■ Document section:
┄┄┄┄┄┄
Paras Diwan Paras Diwan - 1 month ago 26
JSON Question

Solr grouped query pagination not working properly. [Solr, Lucene]

I have grouped my solr documents by a field

family
.
the solr query for getting first 20 groups is as follows

/select?q=*:*&group=true&group.field=family&group.ngroups=true&start=0&group.limit=1


Result of this query is 20 groups as following

responseHeader: {
zkConnected: true,
status: 0,
QTime: 1260,
params: {
q: "*:*",
group.limit: "1",
start: "0",
group.ngroups: "true",
group.field: "family",
group: "true"
}
},
grouped: {
family: {
matches: 464779,
ngroups: 396324,
groups: [
{
groupValue: "__fam__ME.EA.HE.728928",
doclist: {
numFound: 1,
start: 0,
maxScore: 1,
docs: [
{
sku: "ME.EA.HE.728928",
title: "Rexton Pocket Family Hearing Instrument Fusion",
family: "__fam__ME.EA.HE.728928",
brand: "Rexton",
brandId: "6739",
inStock: false,
bulkDiscount: false,
quoteOnly: false,
cats: [
"Hearing Machine & Components",
"Health & Personal Care",
"Medical Supplies & Equipment"
┄┄┄┄┄┄
■ Material supplied:
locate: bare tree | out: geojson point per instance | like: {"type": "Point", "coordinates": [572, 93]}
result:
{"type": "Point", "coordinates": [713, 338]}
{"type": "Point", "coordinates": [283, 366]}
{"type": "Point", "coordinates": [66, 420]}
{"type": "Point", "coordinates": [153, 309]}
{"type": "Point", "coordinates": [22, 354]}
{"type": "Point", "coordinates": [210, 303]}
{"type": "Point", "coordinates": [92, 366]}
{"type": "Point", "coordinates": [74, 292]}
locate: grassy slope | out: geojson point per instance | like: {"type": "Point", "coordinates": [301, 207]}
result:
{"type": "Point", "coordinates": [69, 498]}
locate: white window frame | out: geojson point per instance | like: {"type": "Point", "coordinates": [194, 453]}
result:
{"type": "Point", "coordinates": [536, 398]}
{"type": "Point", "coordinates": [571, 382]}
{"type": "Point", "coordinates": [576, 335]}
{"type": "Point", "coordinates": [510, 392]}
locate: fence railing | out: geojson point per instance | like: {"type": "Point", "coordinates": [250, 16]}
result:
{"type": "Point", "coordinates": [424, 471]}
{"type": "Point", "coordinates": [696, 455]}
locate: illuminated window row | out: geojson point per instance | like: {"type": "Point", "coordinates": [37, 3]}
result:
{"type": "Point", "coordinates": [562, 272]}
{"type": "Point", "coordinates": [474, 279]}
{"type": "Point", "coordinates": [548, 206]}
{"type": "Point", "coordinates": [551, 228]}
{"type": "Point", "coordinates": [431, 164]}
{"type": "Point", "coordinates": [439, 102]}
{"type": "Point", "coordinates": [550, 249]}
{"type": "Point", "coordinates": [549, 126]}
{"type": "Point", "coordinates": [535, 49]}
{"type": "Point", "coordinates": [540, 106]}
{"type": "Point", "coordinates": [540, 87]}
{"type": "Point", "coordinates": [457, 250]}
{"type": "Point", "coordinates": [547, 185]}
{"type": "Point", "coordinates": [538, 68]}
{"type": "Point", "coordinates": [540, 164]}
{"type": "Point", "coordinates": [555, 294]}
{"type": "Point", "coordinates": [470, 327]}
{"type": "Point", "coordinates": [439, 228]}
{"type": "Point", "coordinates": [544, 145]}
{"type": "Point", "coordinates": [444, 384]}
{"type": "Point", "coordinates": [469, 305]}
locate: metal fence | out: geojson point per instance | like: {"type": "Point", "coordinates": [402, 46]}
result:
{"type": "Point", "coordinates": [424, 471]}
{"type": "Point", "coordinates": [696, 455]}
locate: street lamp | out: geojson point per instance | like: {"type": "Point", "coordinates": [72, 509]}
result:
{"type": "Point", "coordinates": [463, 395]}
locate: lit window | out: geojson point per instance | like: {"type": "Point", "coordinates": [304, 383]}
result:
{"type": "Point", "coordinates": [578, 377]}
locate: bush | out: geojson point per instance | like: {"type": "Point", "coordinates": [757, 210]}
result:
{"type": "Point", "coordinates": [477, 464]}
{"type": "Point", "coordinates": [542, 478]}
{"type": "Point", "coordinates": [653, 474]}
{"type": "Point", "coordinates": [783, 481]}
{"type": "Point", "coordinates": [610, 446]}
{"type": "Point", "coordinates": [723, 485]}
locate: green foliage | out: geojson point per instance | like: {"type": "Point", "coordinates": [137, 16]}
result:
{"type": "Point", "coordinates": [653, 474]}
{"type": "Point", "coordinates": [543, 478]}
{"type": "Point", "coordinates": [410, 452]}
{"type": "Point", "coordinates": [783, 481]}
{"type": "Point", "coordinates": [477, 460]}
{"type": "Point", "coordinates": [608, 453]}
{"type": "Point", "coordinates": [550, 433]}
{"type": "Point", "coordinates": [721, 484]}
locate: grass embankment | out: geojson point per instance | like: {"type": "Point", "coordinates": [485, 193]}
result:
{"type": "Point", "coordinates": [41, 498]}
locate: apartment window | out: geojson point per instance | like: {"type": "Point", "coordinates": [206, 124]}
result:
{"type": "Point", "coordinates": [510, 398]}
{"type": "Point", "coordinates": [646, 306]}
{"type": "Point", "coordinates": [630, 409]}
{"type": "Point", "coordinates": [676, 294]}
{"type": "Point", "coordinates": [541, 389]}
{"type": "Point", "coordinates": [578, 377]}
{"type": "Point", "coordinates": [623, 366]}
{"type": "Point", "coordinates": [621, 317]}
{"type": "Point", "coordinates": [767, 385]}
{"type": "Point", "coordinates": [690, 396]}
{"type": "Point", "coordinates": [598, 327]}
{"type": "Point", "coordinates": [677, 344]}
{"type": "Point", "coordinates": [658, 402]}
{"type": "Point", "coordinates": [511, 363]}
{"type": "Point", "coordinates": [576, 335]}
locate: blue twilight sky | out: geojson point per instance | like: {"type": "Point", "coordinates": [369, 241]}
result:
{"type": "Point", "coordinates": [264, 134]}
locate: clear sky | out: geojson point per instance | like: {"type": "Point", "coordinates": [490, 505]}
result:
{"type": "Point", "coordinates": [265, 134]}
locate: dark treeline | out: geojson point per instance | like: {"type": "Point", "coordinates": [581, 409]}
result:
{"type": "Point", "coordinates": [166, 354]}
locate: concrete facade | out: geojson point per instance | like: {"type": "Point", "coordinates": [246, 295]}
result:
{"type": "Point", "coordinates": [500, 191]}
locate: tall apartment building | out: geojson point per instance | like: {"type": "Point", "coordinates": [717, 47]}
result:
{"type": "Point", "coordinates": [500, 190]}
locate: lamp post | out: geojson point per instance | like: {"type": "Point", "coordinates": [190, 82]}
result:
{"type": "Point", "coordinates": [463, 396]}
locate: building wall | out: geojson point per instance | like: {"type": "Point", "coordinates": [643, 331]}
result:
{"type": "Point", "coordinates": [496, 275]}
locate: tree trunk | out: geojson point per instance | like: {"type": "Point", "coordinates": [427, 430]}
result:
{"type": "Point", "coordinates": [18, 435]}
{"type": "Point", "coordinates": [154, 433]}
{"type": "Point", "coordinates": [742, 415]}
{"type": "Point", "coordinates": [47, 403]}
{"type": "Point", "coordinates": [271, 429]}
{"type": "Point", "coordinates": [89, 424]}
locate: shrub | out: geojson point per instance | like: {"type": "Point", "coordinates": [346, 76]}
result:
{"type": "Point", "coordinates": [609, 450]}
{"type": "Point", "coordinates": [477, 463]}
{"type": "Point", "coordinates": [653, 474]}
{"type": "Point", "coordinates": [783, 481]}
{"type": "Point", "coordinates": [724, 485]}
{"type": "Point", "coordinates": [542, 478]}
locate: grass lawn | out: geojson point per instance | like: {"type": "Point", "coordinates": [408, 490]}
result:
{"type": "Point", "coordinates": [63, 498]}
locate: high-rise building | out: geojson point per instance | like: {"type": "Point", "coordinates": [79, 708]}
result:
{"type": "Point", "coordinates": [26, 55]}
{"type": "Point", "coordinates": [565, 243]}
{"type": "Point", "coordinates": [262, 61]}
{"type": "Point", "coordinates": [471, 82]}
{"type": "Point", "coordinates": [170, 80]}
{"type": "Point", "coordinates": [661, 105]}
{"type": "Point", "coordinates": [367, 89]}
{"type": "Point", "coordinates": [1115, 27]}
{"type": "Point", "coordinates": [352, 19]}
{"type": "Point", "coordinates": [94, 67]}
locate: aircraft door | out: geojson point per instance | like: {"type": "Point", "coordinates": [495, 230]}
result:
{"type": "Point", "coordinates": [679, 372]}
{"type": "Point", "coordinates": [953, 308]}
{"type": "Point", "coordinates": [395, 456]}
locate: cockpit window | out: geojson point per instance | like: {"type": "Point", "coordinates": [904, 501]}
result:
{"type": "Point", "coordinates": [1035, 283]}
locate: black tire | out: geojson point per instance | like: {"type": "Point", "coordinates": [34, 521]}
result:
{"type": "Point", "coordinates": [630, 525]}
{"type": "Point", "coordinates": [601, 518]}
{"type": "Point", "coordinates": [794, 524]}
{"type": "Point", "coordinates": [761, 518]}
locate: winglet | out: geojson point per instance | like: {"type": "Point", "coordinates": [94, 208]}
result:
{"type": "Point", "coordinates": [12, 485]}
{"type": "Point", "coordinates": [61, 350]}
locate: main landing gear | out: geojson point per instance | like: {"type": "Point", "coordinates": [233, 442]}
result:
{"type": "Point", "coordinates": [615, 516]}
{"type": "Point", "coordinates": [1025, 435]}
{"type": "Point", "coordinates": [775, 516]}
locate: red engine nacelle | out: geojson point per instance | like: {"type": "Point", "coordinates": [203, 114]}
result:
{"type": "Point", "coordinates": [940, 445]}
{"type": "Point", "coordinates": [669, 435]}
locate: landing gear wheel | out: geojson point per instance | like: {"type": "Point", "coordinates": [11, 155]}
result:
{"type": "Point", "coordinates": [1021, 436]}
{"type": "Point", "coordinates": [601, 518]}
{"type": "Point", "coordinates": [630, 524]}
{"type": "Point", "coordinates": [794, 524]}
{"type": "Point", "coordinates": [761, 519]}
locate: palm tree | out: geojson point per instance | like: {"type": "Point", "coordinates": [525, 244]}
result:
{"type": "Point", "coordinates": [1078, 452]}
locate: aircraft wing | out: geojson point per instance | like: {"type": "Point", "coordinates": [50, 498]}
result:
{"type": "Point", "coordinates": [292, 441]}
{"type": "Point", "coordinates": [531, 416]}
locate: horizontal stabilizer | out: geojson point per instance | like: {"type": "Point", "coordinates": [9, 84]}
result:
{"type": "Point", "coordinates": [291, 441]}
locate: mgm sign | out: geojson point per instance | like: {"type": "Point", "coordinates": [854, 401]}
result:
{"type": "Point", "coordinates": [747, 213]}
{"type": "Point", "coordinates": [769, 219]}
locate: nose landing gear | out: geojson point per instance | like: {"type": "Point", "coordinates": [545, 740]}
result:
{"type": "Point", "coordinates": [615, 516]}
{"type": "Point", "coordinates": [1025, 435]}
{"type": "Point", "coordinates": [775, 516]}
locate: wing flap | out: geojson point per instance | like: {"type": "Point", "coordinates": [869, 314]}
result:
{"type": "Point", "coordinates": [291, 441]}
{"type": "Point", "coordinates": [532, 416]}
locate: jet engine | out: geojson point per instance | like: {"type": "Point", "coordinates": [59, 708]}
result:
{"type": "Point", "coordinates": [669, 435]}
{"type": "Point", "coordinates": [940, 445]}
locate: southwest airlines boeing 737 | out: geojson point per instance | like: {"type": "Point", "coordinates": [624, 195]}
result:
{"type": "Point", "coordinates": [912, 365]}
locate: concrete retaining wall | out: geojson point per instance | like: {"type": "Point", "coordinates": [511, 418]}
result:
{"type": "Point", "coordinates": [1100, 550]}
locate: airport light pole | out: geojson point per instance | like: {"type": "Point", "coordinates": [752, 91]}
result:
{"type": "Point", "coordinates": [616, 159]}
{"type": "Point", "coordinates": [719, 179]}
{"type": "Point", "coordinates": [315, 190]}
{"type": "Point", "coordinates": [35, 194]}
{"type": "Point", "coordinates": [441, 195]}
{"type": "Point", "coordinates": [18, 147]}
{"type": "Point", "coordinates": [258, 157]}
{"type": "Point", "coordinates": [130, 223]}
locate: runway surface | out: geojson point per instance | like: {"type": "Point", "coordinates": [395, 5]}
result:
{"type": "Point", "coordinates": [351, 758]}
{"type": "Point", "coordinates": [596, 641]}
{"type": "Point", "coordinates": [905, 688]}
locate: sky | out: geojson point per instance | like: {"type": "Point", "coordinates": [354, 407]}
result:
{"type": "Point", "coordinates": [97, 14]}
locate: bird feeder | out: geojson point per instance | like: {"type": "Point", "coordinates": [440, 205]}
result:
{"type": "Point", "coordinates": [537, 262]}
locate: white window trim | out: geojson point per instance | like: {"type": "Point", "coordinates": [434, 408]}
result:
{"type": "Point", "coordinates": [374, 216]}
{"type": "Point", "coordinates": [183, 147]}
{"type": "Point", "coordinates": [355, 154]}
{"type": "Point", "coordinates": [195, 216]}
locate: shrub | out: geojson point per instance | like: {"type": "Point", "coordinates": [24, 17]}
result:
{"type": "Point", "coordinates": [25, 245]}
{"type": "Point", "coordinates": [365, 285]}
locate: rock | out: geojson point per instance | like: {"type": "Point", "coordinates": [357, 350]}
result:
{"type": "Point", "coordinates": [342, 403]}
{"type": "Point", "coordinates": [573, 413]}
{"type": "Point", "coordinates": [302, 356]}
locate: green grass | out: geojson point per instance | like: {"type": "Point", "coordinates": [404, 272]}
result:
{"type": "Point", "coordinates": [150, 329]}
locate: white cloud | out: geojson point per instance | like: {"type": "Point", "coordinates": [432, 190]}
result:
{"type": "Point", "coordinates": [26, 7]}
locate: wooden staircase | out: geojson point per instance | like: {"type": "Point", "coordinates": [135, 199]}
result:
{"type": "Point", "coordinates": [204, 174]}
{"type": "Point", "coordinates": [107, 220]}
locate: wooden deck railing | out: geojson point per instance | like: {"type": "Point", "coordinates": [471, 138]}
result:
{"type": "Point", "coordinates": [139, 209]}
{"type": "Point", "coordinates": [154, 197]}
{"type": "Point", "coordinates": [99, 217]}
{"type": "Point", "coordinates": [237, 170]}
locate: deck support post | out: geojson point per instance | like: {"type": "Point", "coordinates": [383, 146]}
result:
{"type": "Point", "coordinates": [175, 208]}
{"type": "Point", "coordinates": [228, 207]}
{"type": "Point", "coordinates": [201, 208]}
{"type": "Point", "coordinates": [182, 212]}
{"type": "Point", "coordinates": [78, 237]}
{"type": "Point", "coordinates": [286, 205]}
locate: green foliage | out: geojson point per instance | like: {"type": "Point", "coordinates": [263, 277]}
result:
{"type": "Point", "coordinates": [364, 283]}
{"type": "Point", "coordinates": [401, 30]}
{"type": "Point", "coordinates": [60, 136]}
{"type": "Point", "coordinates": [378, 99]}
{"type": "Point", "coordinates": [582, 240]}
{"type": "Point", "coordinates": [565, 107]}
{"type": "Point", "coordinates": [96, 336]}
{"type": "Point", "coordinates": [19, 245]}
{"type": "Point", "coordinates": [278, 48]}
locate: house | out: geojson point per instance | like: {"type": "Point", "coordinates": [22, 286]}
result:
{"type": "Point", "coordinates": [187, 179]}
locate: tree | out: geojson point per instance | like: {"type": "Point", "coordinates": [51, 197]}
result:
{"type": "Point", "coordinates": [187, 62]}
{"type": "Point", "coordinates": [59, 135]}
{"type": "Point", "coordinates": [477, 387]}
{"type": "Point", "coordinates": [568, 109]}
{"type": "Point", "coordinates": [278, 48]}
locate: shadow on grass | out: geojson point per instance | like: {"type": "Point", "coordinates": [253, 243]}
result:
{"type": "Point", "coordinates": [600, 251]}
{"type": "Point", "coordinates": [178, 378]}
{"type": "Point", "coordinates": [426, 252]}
┄┄┄┄┄┄
■ Exercises:
**A.** Check each statement against the Solr pagination question and answer yes or no, quoting the words from it that decide the matter. (i) The query sets the group limit to 1. (ii) The result reports more groups than matches. (iii) The document in the first group has the brand Rexton.
**B.** Pick up the Solr pagination question at the point where it stops and continue it.

■ Responses by task:
**A.** (i) Yes: "group.limit=1". (ii) No: "matches: 464779," and "ngroups: 396324,". (iii) Yes: "brand: "Rexton",".

**B.**
],
leafCatIds: [
"6038"
],
parentCatIds: [
"6259",
"4913"
],
Type__attr__: "Pocket Family",
Type of Products__attr__: "Hearing Instrument",
price: 3790,
discount: 40,
createdAt: "2016-02-18T04:51:36Z",
moq: 1,
offerPrice: 2255,
suggestKeywords: [
"Rexton",
"Pocket Family",
"Rexton Pocket Family"
],
suggestPayload: "6038,Hearing Machine & Components",
_version_: 1548082328946868200
}
]
}
},


Just the thing to notice in this result is the value of ngroups which is
396324


But when i want to get data of last pages i would hit this query on Solr

select?q=*:*&group=true&group.field=family&group.ngroups=true&start=396320&group.limit=1


{
responseHeader: {
zkConnected: true,
status: 0,
QTime: 5238,
params: {
q: "*:*",
group.limit: "1",
start: "396320",
group.ngroups: "true",
group.field: "family",
group: "true"
}
},
grouped: {
family: {
matches: 464779,
ngroups: 396324,
groups: [ ]
}
}
}


0 results when i set start to
396320
. There must be 5 documents in the result. The actual number of groups are
386887
. Why is ngroups incorrect?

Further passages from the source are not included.